● Task prompt:
Copy each line below that includes "instance".

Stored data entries
· · · · ·
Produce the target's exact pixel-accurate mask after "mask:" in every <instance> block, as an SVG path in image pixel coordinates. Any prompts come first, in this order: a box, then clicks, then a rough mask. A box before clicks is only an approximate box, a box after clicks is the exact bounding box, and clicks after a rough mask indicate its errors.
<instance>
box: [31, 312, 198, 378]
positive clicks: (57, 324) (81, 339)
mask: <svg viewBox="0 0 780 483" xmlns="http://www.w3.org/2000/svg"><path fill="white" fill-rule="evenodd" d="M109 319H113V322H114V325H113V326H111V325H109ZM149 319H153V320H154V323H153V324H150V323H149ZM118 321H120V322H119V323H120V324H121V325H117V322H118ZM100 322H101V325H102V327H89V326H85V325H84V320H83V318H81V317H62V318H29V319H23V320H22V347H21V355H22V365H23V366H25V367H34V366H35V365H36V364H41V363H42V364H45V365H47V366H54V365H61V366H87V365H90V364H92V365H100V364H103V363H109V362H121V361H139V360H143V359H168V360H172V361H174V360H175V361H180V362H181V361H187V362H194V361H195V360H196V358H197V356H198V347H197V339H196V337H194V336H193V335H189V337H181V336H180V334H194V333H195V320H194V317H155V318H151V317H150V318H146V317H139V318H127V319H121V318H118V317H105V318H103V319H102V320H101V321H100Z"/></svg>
· · · · ·
● Result for this exercise:
Produce the target's exact pixel-accurate mask after "mask:" in every <instance> block, as an SVG path in image pixel coordinates. Any prompts come first, in this order: a box, then clicks, then a rough mask. A box before clicks is only an approximate box, a box after clicks is the exact bounding box, and clicks after a rough mask indicate its errors.
<instance>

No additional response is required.